#### Problem:
Carry forward the essay on how the motto "get stuff done" can be turned against engineers, picking up right after its final sentence.

#### Excerpted passage:
Humans have a remarkable ability to subvert any nice rule. The same book to preach for peace can be used to preach for annihilation and so on.
It is true in corporate life as well. This article is about a rule that sounds nice but can be abused to achieve something more sinister.
try {
Get stuff done, otherwise... }
The positive reading of the saying getting stuff done is that the employees are encouraged to
- find new, innovative ways to get around problems
- go at great lengths to help the customer
However the negative reading is this:
"Stop complaining about ineffective tooling, messy processes, buggy internal apps, corners being cut for short term gratification! Get that s### done!"
For a quick example, if you tell engineers that they can make design decisions
you can later use it to offload half of the design work to them and expect them not to complain.
The same is true for the codebase or the infrastructure; putting up with bad tooling might double engineering efforts - you can be your own devops engineer, yay!
The heroes of "getting stuff done" might actually counterintuitively contribute to a slow and agonizing death of engineering efforts...
Since they just shut up about that
- dev environment that was a house of cards
- tool that always requires 2 other engineers to start up
- ball of mess that adds 2 days to any feature being made...
Instead of loudly asking for time for a much-needed refactor - which is a totally normal side effect of iterative software development.
But there is more to this. There is something very familiar about "stopping complaining and getting stuff done"... Oh yeah! I remember!
"Stop crying and man up!"
We see the effect of this great advice in the male suicide epidemic. Also having these company mottos inherently have some connection to toxic positivity.
Stop the negativity Eastern European angry developer! Only Positive Vibes at the meetings! 😜
/nervous chuckle/
catch {
How to fix it humanely }
First of all try not sound like a B-grade life coach just coming back from Bali. If you wish to have company-mottos test them out on your friend's mom or on similar other neutral-positive observer. If she says "you sound a lot like a cult" then maybe you should rephrase them until you sound like how normal people speak.

#### Information supplied:

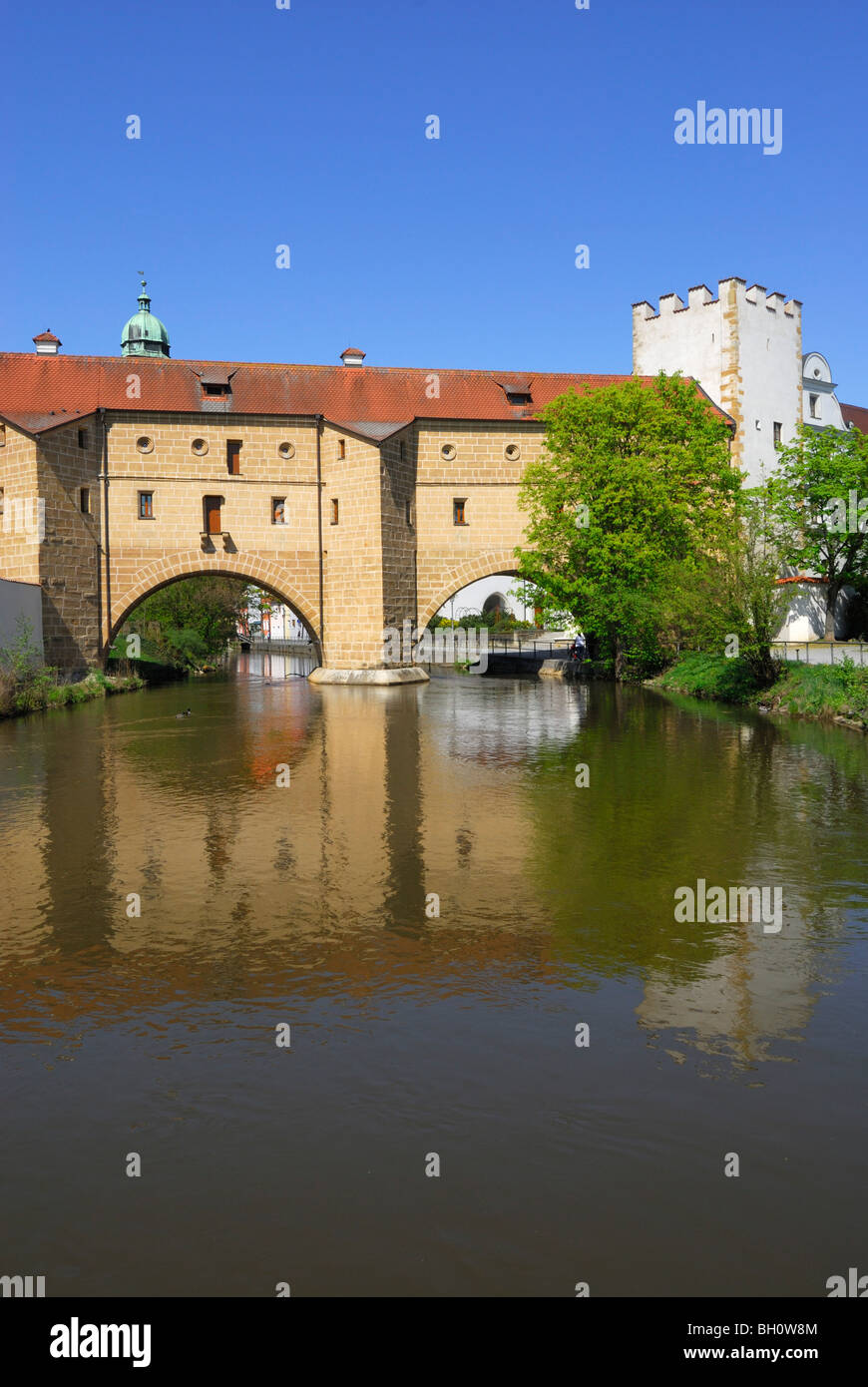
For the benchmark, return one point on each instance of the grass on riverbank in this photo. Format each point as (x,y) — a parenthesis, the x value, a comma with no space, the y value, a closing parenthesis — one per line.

#### Exercise response:
Second is that company leadership from the team leads to C-level executives must always listen to complaints coming from below. It can be simple noise or they can point to some hidden internal problem. Punishing (🤫) or silencing (🤐) these will only result in people who care just to leave the company when they have the right chance.
Most of us who have well-paid, respectable jobs already care enough not to just f### around until work is over.
// comment:
I am not saying here there are no personalities that are very pessimistic or negative, but I do think these people are very rare and it's better to be reactive about and not proactive, i.e. discouraging people to voice their dissent.
And third, complaining might be cultural. I live in Hungary, for many of us complaining about something when your friend asks "How are you doing?" is not rude but a conversation starter.
This means that it's never a bad idea to invest in getting to know more about the cultures and the countries your company has employees from. 😉
finally { }
It's great to encourage people to help customers and go at great lengths to find solutions for real problems. However it's better to reward and motivate creativity than to punish the sensitive.